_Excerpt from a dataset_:
==================================================

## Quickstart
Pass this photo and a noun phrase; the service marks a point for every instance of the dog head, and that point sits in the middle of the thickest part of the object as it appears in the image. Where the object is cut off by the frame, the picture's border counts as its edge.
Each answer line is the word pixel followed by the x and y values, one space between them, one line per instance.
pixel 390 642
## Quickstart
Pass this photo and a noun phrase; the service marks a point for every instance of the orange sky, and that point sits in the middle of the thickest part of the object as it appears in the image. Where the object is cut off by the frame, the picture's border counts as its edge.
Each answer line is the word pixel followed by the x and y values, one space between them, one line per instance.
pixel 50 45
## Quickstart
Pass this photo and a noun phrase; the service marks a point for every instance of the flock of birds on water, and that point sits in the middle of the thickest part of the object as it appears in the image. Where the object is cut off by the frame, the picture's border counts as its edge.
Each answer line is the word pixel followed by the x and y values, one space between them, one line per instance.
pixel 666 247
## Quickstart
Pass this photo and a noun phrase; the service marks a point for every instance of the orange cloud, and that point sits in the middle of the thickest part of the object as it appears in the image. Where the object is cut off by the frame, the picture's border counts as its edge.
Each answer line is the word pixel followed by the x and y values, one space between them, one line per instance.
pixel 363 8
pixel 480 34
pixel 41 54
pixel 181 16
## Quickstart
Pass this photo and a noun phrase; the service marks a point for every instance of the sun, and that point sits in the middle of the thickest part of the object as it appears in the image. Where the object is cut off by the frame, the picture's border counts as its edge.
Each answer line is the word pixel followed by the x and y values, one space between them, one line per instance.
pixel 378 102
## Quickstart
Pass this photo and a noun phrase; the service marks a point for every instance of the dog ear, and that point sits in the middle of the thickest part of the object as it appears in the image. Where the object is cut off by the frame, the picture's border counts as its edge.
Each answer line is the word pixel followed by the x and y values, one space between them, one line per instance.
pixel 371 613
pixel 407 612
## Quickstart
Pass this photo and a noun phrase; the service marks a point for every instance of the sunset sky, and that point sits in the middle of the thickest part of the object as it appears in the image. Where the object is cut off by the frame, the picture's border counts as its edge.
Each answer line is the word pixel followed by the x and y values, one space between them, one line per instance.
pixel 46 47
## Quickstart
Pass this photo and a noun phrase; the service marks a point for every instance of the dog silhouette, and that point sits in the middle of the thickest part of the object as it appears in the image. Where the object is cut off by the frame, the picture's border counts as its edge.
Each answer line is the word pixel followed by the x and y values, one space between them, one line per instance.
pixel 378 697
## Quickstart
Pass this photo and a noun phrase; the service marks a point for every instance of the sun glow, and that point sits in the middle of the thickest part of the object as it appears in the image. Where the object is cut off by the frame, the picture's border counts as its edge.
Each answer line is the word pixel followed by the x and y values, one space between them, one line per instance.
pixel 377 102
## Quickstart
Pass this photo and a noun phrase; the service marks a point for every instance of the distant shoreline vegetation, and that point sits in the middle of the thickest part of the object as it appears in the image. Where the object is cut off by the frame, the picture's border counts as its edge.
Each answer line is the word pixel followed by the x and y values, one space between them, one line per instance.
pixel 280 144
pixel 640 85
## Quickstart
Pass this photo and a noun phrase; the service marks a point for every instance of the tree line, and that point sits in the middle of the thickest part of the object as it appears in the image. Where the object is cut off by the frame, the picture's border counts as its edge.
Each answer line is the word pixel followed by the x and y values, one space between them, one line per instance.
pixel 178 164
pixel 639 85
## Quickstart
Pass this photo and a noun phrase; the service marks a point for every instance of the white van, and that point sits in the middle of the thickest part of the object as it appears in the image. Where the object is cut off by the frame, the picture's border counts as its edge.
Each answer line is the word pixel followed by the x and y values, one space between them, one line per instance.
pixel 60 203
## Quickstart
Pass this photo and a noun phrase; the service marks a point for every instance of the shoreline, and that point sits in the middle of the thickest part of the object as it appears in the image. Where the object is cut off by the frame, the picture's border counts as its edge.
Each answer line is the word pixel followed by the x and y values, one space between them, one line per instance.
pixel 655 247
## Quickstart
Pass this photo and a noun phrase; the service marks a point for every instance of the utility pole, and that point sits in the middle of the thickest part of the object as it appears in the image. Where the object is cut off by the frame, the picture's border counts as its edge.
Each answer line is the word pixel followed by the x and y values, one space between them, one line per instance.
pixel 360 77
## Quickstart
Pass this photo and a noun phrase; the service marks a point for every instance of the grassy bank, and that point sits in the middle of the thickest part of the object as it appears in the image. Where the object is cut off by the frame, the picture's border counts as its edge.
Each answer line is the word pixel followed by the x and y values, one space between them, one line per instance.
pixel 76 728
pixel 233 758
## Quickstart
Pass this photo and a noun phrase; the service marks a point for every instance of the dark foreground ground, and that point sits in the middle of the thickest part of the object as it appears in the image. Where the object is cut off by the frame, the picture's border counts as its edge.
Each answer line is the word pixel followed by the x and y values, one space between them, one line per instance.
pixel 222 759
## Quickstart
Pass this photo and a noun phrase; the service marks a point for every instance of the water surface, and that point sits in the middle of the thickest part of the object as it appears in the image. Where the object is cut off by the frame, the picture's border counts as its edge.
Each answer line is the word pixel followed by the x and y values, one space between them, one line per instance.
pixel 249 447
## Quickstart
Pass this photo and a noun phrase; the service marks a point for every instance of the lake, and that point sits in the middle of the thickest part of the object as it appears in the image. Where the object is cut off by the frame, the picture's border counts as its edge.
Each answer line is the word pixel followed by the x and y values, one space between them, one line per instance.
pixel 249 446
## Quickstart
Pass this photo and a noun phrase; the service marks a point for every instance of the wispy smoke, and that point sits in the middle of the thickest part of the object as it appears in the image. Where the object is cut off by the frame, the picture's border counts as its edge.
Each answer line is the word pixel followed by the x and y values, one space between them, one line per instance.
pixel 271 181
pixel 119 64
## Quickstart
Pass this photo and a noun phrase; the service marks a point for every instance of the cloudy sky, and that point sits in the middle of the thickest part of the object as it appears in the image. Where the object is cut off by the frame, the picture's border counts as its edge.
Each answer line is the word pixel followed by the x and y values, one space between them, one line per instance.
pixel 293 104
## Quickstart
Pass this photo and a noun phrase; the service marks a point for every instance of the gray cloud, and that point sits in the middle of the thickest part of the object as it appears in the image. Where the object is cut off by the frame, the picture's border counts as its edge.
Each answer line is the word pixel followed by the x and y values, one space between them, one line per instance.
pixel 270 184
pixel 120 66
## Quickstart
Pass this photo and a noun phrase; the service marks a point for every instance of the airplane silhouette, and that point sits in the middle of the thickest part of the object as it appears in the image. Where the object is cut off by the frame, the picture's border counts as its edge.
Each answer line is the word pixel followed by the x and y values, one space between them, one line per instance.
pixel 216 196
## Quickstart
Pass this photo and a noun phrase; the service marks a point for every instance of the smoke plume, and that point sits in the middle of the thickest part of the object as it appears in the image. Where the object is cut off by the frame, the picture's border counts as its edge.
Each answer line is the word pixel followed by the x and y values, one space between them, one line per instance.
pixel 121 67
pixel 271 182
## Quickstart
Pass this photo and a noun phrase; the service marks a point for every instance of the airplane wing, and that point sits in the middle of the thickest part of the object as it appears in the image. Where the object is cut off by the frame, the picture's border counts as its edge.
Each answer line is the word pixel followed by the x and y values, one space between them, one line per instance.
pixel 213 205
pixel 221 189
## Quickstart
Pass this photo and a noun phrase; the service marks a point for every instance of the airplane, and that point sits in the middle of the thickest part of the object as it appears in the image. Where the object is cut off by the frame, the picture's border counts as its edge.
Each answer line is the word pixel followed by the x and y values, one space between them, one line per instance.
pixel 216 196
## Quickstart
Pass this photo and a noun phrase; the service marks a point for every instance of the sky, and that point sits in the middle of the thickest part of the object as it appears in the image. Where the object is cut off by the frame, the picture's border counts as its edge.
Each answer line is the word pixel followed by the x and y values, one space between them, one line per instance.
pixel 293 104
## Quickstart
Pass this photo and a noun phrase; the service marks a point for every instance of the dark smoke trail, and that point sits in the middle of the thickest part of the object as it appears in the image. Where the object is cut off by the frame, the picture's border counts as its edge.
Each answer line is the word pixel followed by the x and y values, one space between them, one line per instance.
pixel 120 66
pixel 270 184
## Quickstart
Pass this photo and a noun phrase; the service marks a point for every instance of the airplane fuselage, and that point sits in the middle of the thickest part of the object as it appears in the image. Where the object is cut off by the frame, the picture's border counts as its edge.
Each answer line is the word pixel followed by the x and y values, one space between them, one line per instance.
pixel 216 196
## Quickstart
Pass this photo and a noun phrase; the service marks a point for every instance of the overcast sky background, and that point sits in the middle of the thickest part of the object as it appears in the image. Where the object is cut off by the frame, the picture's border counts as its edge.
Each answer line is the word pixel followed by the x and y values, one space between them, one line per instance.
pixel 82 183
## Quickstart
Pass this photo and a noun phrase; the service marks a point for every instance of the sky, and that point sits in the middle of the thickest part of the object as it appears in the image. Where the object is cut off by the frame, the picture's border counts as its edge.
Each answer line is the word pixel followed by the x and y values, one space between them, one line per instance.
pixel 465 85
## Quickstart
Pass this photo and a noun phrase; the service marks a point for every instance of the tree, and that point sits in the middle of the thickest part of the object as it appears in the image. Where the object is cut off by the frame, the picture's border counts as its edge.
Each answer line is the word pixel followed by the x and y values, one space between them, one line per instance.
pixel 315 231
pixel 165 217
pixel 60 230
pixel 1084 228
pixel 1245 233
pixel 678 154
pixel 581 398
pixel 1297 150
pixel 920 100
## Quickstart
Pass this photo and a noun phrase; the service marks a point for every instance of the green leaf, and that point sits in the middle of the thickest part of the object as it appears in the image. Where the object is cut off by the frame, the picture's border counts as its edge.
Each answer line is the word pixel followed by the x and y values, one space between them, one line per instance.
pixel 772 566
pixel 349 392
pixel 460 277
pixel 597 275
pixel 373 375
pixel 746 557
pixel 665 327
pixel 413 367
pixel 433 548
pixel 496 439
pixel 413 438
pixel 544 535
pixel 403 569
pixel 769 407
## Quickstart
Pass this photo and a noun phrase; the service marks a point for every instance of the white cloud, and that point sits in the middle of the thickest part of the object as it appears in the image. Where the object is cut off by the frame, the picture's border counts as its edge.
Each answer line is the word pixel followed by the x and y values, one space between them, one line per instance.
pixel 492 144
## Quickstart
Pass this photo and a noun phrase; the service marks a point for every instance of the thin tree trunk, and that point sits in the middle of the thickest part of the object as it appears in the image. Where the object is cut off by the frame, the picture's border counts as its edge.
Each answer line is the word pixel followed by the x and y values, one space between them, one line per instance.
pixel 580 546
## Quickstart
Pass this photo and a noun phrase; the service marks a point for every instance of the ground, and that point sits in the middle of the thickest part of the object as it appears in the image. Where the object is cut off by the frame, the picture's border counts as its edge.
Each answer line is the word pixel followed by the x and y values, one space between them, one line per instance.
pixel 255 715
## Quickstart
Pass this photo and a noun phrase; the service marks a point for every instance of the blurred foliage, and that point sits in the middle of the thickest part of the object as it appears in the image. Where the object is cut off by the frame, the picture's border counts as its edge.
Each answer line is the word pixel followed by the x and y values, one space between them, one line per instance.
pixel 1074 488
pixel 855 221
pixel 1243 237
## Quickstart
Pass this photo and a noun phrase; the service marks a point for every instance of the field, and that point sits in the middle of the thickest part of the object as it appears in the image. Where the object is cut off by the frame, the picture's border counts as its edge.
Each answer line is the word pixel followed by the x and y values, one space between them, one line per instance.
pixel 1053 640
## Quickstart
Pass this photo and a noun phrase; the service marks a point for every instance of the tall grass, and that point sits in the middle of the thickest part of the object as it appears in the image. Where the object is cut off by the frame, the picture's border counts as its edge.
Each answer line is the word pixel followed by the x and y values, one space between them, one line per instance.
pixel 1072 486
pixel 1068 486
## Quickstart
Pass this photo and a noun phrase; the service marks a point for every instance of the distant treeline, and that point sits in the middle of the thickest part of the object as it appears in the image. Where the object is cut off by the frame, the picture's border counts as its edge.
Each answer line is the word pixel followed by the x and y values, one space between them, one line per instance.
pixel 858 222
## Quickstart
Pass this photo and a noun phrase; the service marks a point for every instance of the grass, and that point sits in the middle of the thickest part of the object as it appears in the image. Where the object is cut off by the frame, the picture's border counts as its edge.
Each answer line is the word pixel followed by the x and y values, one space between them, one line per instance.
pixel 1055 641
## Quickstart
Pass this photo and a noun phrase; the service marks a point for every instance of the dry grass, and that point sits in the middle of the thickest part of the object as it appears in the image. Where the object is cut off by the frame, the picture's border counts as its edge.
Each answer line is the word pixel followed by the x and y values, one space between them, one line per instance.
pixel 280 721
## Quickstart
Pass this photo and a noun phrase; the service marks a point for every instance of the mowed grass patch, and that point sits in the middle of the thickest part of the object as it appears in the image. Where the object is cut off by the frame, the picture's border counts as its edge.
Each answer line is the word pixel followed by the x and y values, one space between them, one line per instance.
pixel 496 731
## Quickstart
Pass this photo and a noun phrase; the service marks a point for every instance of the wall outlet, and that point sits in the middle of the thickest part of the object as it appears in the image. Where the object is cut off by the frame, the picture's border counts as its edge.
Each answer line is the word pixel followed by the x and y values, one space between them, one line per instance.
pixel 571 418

==================================================

_Exercise requirements_: Reproduce the records word for word, starting at their first line and ending with the line that contains "pixel 390 642", including that line.

_Finished answer_:
## Quickstart
Pass this photo and a noun phrase; the service marks a point for every instance of the dog head, and that point sits in the middle of the thickest part of the object as it appears in the image. Where the object is cut off by the frame, the picture's border counts as its edge.
Each answer line is the word pixel followed by the x and y values, one space between them, one line per instance.
pixel 390 642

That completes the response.